* **TASK DETAILS**: Reproduce the records starting at the line that contains "Could you indicate the sea" and ending at the last line of the records, requests included. Raise every coordinate in the answer points by 149, and leave the requests and their format samples unchanged.

-- DATA SUPPLIED start --

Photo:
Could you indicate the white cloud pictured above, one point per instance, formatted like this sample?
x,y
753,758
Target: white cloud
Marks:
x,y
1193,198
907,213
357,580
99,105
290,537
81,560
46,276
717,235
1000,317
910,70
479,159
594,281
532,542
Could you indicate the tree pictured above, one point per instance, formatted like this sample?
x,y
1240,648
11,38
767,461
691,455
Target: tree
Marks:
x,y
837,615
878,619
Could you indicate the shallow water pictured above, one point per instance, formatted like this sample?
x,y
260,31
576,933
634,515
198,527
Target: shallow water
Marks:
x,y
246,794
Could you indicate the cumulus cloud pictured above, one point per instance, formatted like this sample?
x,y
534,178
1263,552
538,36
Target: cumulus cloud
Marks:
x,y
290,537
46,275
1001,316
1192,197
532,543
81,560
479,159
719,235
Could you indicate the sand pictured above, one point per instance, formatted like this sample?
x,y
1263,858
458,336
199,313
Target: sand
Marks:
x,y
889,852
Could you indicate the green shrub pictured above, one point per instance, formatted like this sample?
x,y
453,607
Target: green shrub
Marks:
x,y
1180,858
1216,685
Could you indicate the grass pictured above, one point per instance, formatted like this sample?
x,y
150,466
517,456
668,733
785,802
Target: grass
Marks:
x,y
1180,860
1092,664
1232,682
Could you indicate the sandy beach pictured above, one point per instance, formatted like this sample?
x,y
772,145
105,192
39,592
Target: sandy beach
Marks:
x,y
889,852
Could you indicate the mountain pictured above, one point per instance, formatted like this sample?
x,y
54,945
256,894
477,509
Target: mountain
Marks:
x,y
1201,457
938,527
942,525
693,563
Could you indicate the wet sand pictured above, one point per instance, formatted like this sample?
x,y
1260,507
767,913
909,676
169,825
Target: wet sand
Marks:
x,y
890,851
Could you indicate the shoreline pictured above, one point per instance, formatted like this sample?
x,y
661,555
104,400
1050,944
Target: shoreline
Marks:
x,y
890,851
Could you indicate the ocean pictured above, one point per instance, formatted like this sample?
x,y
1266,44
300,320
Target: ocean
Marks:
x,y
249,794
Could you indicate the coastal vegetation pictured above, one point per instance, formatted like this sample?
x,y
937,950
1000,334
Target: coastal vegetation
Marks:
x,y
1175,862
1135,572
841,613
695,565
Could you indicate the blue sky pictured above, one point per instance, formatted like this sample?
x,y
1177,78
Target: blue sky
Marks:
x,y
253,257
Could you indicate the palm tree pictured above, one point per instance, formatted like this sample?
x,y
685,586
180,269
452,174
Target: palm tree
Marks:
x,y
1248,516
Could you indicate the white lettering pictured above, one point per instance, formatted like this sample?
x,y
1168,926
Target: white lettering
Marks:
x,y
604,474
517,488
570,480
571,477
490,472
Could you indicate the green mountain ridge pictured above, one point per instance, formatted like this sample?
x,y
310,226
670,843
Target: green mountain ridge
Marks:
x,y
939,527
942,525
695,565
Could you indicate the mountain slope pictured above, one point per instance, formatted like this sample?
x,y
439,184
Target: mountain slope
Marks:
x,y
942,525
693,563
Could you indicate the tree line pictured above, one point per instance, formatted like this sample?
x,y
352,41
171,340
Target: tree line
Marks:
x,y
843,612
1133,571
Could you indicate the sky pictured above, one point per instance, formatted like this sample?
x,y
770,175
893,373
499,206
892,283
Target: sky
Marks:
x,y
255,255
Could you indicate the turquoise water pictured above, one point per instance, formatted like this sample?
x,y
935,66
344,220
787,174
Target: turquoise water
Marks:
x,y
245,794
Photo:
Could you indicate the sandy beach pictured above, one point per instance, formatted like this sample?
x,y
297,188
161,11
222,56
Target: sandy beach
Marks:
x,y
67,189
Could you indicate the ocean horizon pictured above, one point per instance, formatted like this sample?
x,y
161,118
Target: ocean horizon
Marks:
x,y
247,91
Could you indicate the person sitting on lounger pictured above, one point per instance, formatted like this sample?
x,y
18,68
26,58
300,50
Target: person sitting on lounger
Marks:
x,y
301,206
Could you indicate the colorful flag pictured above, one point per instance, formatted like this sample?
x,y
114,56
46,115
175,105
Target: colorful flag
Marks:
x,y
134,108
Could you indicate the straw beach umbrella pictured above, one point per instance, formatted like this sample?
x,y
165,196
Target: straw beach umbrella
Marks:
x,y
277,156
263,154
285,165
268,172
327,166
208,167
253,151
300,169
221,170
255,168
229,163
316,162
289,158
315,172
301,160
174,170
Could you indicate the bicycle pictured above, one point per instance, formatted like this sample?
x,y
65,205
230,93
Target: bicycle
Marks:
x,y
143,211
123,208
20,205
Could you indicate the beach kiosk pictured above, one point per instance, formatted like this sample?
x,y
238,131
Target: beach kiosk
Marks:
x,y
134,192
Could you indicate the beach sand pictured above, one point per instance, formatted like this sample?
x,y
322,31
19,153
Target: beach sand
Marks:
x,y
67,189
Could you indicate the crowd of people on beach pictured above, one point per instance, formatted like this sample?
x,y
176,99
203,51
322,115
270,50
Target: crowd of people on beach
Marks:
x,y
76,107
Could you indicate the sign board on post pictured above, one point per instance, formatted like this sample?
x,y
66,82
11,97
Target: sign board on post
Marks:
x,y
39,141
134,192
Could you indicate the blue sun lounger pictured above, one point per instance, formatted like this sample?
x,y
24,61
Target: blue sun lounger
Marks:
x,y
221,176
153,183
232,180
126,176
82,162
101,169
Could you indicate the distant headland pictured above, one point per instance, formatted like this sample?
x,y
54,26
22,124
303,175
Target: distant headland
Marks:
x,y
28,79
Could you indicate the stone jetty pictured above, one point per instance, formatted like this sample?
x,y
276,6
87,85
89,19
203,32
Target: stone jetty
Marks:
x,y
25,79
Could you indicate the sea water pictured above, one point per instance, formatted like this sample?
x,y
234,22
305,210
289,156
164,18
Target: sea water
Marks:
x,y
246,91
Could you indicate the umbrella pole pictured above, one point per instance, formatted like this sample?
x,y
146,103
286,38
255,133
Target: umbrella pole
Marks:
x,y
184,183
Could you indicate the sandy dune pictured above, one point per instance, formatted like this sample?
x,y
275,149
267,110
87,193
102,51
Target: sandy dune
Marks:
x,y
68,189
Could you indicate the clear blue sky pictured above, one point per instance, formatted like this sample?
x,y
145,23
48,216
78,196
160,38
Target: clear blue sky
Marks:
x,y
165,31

-- DATA SUPPLIED end --

* **EXERCISE RESPONSE**:
Could you indicate the sea water pictured above, one point per instance, formatted like this sample?
x,y
234,22
305,210
289,156
164,18
Target: sea water
Marks:
x,y
395,240
Could you indicate the umbrella pole pictured above, one point per instance, formatted like this sample?
x,y
146,103
286,38
255,133
Target: umbrella pole
Marks:
x,y
333,332
Could you indicate the sandy dune pictured above, one point per instance, formatted like this sample?
x,y
275,149
267,110
87,193
102,51
Target: sandy dune
Marks:
x,y
217,338
Could you indicate the clear blue sky pictured above, one point per instance, formatted like this sample?
x,y
145,23
48,216
78,196
160,38
Target: clear blue sky
Marks:
x,y
314,180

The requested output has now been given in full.